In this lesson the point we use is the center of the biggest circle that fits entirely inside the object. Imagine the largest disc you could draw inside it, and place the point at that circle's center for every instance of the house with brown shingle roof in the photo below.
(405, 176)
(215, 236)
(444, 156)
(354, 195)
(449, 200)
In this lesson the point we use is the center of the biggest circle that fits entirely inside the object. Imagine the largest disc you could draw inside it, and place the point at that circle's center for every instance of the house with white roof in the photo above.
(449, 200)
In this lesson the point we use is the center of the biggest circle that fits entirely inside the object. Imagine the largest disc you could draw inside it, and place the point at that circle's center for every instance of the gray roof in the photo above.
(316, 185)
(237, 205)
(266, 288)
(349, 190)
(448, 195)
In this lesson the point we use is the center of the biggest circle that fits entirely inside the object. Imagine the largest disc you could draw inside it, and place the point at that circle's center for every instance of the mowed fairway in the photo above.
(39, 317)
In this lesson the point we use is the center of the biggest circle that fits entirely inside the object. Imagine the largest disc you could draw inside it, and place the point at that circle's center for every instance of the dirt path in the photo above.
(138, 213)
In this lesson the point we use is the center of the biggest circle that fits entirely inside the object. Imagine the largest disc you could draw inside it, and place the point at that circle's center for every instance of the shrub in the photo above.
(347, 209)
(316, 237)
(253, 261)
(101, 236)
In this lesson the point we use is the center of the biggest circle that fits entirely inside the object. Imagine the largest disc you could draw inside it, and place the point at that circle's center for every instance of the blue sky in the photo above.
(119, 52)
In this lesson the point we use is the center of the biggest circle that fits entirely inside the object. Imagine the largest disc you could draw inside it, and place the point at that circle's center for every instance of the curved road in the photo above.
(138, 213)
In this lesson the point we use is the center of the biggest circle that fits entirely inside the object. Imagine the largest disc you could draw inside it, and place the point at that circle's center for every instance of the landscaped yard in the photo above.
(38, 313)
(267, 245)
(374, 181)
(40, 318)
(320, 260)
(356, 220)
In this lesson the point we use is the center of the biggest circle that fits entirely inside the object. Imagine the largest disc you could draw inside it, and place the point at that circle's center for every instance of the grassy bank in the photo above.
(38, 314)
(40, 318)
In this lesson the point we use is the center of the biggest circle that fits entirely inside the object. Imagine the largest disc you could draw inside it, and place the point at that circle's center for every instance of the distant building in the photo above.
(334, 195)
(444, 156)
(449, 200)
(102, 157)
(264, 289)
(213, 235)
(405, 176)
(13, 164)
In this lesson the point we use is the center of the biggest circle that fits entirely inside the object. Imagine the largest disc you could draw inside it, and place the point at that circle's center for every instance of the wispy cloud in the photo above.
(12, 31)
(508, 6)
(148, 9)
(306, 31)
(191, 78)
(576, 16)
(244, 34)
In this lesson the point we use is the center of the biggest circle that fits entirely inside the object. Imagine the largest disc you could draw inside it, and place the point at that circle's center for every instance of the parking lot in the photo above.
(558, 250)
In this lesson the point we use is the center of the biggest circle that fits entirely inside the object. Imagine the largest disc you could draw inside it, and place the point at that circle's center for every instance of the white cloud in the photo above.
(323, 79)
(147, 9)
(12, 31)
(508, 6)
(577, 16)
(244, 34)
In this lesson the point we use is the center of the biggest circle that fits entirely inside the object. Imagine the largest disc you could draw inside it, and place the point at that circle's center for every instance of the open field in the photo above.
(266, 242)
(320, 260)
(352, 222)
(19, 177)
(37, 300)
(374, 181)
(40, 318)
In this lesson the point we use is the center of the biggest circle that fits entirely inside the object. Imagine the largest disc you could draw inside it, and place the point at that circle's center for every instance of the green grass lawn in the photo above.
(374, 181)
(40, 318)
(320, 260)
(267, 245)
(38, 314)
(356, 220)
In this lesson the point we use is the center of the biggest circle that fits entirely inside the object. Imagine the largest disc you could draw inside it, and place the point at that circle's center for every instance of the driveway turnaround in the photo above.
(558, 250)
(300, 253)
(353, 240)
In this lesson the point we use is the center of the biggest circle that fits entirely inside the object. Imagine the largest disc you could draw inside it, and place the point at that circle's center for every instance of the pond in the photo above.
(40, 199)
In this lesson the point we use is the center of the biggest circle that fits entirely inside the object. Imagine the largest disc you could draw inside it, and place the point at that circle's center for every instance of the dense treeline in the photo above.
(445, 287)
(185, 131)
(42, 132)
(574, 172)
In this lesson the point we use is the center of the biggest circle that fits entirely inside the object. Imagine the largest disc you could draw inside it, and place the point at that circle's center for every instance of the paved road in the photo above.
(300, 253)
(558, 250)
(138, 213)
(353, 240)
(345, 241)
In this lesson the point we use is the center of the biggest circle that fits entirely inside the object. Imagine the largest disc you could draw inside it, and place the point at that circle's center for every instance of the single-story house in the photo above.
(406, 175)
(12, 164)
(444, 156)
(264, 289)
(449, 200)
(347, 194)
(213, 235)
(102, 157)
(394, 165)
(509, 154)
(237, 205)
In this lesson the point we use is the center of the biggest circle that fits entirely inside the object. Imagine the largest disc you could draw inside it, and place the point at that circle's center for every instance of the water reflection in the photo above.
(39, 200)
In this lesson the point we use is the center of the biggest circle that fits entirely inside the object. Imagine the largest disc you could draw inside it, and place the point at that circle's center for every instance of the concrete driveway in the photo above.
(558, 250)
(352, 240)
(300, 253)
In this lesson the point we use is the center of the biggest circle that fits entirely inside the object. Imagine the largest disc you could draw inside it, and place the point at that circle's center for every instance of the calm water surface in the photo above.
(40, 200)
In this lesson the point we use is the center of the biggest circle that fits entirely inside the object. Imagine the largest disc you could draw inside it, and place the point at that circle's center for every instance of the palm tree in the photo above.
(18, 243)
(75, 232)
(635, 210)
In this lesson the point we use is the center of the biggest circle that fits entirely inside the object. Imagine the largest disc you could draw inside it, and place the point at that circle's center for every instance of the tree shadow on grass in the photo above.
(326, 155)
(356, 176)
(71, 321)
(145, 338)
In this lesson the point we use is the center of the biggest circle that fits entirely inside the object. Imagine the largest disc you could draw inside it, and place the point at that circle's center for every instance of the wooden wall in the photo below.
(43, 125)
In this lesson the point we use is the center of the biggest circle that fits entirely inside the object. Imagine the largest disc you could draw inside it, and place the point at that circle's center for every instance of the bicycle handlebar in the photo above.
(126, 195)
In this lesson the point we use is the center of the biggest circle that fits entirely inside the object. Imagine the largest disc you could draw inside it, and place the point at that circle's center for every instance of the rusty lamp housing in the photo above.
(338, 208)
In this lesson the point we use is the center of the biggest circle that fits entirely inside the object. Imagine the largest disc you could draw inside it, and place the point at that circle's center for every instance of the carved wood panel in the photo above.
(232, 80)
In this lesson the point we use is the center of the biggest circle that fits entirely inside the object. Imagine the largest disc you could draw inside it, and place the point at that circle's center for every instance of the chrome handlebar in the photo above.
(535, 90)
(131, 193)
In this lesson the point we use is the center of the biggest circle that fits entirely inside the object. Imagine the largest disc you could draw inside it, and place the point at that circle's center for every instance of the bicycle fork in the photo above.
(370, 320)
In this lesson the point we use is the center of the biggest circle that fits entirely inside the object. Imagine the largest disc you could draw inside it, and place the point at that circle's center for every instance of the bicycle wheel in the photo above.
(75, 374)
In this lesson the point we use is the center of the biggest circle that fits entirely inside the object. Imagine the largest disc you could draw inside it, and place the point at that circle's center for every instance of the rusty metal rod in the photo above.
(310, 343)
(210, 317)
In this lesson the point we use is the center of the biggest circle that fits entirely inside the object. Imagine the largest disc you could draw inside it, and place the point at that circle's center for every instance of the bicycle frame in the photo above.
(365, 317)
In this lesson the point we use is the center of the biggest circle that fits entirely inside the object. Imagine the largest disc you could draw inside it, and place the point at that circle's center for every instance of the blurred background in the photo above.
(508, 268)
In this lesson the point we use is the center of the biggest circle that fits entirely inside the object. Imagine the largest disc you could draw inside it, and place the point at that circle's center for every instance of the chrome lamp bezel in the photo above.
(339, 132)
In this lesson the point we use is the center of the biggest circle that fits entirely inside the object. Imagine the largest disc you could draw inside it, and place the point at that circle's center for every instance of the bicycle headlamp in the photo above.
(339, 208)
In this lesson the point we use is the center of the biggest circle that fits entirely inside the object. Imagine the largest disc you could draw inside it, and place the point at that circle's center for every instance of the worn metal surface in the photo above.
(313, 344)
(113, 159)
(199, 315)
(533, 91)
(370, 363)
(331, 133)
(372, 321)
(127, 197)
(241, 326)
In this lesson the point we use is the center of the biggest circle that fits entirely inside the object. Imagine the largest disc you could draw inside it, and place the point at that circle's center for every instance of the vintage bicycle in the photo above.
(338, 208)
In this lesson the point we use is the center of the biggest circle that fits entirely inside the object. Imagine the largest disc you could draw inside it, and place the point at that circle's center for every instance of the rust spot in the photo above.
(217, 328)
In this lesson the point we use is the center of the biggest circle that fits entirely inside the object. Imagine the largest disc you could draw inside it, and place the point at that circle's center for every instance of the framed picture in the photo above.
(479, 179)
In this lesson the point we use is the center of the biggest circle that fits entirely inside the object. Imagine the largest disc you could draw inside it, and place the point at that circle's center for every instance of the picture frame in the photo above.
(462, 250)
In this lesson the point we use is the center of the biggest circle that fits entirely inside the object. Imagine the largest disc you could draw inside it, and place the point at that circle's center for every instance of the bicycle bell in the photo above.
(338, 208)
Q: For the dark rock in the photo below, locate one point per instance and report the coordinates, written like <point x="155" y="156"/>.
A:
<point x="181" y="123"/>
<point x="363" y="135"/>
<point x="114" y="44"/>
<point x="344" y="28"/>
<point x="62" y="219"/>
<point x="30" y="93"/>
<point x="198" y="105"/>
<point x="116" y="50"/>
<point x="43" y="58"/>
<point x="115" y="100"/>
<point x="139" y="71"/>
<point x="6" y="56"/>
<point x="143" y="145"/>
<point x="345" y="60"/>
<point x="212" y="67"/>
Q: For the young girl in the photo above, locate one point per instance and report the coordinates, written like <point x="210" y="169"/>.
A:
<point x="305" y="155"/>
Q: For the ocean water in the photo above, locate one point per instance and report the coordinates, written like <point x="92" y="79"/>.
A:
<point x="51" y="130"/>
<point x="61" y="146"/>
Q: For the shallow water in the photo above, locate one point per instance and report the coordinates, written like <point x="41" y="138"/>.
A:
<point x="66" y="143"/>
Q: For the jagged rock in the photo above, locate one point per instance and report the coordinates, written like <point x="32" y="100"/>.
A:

+--

## PROBLEM STATEMENT
Set down, word for word, every line from the line that holds "picture frame in the photo above." to the end of the entries above, including both ends.

## THE ANSWER
In this lesson the point we use is the center of the biggest circle that fits entirely inside the object. Imagine the largest disc you could draw inside it, and place the point at that circle's center for every instance of the picture frame in the photo above.
(462, 250)
In this lesson the point we use is the center of the biggest circle that fits entirely inside the object. Imagine the largest disc you could draw inside it, and place the point at that circle's center for every instance of the bicycle bell in the photo above.
(338, 208)
Q: For the dark rock in the photo below, locate one point per instance and report the coordinates, written like <point x="155" y="156"/>.
A:
<point x="181" y="123"/>
<point x="363" y="135"/>
<point x="114" y="44"/>
<point x="344" y="28"/>
<point x="62" y="219"/>
<point x="30" y="93"/>
<point x="198" y="105"/>
<point x="116" y="50"/>
<point x="43" y="58"/>
<point x="115" y="100"/>
<point x="139" y="71"/>
<point x="6" y="56"/>
<point x="143" y="145"/>
<point x="345" y="60"/>
<point x="212" y="67"/>
Q: For the young girl in the photo above, locate one point per instance and report the coordinates, written like <point x="210" y="169"/>.
A:
<point x="305" y="155"/>
Q: For the ocean water in the photo above, locate one point per instance and report the coordinates, written like <point x="92" y="79"/>.
A:
<point x="51" y="130"/>
<point x="61" y="146"/>
Q: For the shallow water in the photo above, locate one point per instance and report the coordinates, written like <point x="41" y="138"/>.
A:
<point x="66" y="143"/>
Q: For the jagged rock in the photo above, locate one point per instance and report the coordinates, written like <point x="32" y="100"/>.
A:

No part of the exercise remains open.